> **Exercise instructions**
A: Answer these questions from the A-List:
(i) At what time on Saturday, Sept 26, is "River of Tides" performed?
(ii) Through what date does "A Face on Mars" run at ATM Gallery?
(iii) What is the address of Le Petit Versailles?
B: Please print the passage of the A-List starting at "Some look at" and ending at "212-375-0349 or visit www.atmgallery.com.".

:: Extract to read

Volume 79, Number 16 | September 23 - 29, 2009
West and East Village, Chelsea, Soho, Noho, Little Italy, Chinatown and Lower East Side, Since 1933

The A-List

Compiled by Scott Stiffler, Scott@thevillager.com


It took 400 years, but Henry Hudson (who took a 1609 journey on the river that now bears his name) has finally become the subject of a play. “River of Tides,” written by Native American novelist, storyteller and poet Joseph Bruchac, combines Indian legends and the diary of a Hudson crewmember to fill in the blanks neglected by other current Hudson celebrations. Questions? Ask them to the director and actors, who host a talkback session after the show. Sat, Sept 26, 5 p.m., at Pace University’s Schimmel Theater (3 Spruce St., east of Park Row, near the corner of Gold Street). Free, but reservations suggested. Call 212-868-4444 or visit www.SmartTix.com.
Photo courtesy of Jonathan Smith and Pace University
Joe Cross (Caddo Nation of Oklahoma) as Old Turtle


Some look at a piece of toast and see Jesus. Some find Lincoln’s profile when a potato chip is held just so; and some were sure there was a giant human-like face on Mars when staring at a 1976 Viking 1 image from the red planet. Virginia Martinsen sees this need to project humanity upon lifeless objects as a bid to find familiarity in the unknown. The result of her fascination with our need for companionship and search for a higher power? “A Face on Mars” — Martinsen’s first solo exhibition of paintings. Through Oct 17, at ATM Gallery (621 W. 27th St.; btwn. 11th and 12th Aves). Gallery Hours: 10 a.m. to 6 p.m., Tues-Sat. Call 212-375-0349 or visit www.atmgallery.com.
Photo courtesy of ATM Gallery Installation view of “A Face on Mars”

“I’m one of the kind whose life is all glory.” The source of that boast? Not a modern pop culture flash in the pan. It’s the title character from the Euripides play “Medea” — which gets its due in this cross-cultural production offering a modern, poetic translation of the classic Greek play through the use of dance, visual arts, film, theater and experimental music. By evening’s end, you’ll have absorbed what a guy from 431 BC has to teach us about gender roles, submission to power and familiar obligations. 8 p.m., Sept 24, 25, 26. Free (donations accepted); at Le Petit Versailles (346 East Houston St., at Ave. C). Call 212-529-8815 or visit www.lpvtv.blogspot.com.

::::
:: Records

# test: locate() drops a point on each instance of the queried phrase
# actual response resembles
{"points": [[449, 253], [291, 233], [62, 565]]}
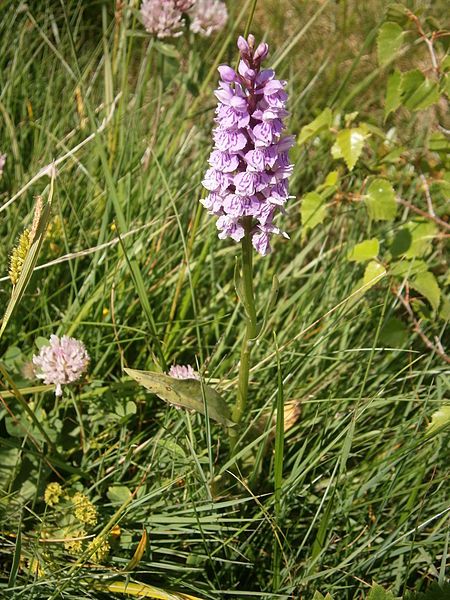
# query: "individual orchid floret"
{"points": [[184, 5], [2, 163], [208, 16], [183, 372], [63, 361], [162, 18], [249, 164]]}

::::
:: Records

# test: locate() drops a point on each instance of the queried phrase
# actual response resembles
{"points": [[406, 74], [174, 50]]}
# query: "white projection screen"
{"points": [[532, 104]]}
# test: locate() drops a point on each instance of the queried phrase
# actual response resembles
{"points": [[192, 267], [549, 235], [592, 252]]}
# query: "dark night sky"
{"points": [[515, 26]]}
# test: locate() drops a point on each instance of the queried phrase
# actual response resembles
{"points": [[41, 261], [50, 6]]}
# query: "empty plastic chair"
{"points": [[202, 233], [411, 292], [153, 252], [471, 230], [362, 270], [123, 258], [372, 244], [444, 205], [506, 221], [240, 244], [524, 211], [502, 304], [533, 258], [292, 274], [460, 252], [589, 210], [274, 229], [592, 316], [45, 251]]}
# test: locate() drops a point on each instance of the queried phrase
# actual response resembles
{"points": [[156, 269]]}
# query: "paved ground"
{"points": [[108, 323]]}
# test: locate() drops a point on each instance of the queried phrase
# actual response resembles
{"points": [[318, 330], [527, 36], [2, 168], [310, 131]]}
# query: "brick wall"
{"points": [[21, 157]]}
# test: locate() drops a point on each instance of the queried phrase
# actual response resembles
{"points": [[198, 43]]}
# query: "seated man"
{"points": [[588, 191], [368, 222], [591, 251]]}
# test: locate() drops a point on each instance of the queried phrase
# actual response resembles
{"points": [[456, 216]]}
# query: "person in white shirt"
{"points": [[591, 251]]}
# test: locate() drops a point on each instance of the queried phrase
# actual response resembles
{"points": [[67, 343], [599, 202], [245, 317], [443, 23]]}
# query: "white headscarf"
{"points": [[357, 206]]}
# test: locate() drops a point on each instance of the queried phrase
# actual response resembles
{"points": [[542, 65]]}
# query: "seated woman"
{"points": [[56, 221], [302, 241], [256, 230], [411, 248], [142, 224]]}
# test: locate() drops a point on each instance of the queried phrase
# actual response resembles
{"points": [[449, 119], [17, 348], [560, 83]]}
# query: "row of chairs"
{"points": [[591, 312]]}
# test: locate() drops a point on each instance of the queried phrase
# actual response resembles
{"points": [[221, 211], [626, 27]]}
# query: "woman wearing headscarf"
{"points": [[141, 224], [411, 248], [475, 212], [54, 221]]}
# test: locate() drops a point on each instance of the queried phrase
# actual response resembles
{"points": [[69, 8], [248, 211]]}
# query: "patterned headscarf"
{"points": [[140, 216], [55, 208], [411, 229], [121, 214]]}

::::
:: Records

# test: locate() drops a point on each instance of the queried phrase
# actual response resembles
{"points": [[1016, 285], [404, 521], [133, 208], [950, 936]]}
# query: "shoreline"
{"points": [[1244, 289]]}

::::

> **Expected answers**
A:
(i) 5 p.m.
(ii) Oct 17
(iii) 346 East Houston St., at Ave. C

B:
Some look at a piece of toast and see Jesus. Some find Lincoln’s profile when a potato chip is held just so; and some were sure there was a giant human-like face on Mars when staring at a 1976 Viking 1 image from the red planet. Virginia Martinsen sees this need to project humanity upon lifeless objects as a bid to find familiarity in the unknown. The result of her fascination with our need for companionship and search for a higher power? “A Face on Mars” — Martinsen’s first solo exhibition of paintings. Through Oct 17, at ATM Gallery (621 W. 27th St.; btwn. 11th and 12th Aves). Gallery Hours: 10 a.m. to 6 p.m., Tues-Sat. Call 212-375-0349 or visit www.atmgallery.com.